What best practices would you recommend that would help brands to stay on top of what the customer wants throughout his journey?

In India, the communication between the developer and the consumer during construction is bare minimum. From the customers’ point of view, as the investment is for lifetime, they would want to be kept in the know at all important milestones of the project’s progress and notified in case of a delay. This being the case, a smart developer can actually build a complete ecosystem around the handover of the property, the experience that the customer should have after occupying the apartment, and the community that is built around it. This could result in the children of these customers becoming potential buyers in the future. Even in case where customers want to upgrade their lifestyle, the brand must ensure that it delivers such an experience that customers don’t have to do business with any other competitor.

Brands should spend 2-3% towards building a community of services, for instance, ‘The Walled Garden Service’, a concept which was adopted by AOL. To describe it in simple words, it means that within the walled garden of services that the company provides, the user will not want to go elsewhere as he receives all that he desires. This gives companies an opportunity to build brand affinity, loyalty, and tremendous value.

• **Your instructions**: In the passage on developer-customer communication, what share should brands spend on building a community of services?

• **Raw data**:
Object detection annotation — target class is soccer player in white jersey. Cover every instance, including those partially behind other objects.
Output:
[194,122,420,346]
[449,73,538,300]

• **Response box**: 2-3%